++++ Material shown

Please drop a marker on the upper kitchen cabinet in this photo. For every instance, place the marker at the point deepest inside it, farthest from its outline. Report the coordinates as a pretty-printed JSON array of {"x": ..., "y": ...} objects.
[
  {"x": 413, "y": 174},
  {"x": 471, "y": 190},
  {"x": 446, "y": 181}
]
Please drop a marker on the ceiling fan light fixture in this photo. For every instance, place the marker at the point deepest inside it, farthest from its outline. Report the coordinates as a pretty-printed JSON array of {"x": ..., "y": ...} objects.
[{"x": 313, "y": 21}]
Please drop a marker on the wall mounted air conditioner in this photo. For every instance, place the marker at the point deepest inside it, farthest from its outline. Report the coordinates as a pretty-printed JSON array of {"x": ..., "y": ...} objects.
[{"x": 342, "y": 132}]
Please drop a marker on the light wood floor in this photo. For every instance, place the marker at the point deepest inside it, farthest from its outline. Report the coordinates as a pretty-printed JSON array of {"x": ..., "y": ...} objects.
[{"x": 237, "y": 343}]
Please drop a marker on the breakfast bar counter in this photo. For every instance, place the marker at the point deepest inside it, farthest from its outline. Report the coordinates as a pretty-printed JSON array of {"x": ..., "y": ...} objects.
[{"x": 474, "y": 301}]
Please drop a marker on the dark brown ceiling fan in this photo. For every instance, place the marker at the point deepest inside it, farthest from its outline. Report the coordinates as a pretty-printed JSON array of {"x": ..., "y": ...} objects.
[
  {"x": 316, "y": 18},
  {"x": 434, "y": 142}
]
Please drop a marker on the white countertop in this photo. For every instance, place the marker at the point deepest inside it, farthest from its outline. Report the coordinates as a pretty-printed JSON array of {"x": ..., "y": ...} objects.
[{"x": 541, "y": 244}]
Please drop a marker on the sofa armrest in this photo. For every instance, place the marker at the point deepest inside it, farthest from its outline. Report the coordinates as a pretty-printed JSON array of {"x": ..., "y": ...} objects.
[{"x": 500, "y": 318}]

++++++++
++++ Material shown

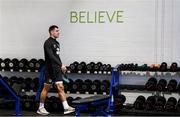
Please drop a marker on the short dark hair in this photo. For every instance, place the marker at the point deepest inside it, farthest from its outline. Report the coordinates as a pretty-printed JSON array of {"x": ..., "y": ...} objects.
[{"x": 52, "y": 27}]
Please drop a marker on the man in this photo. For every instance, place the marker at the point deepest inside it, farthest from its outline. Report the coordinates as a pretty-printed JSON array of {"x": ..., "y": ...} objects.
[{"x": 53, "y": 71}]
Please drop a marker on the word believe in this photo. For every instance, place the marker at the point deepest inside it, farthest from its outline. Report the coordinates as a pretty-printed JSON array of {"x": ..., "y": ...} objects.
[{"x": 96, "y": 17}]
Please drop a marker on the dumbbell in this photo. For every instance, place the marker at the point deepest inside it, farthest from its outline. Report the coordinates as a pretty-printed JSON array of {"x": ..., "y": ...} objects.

++++++++

§ Work instructions
Reproduce the entries above exactly, but only the lines between the line holding "Please drop a marker on the word" and the line holding "Please drop a marker on the dumbbell", inclusive.

§ Output for this task
Please drop a marker on the word believe in this photo. For every instance, place the marker at the point deepest inside it, farthest from its outline. Report the coordinates as a pretty-printed JSON array of {"x": ..., "y": ...} objects.
[{"x": 96, "y": 17}]
Please drop a marker on the dumbbell in this photo. For every instance, place the marker at the point deepest inside it, farthest from its outline. Report the coordinates as a pretty-printed JSON array of {"x": ..., "y": ...} objects.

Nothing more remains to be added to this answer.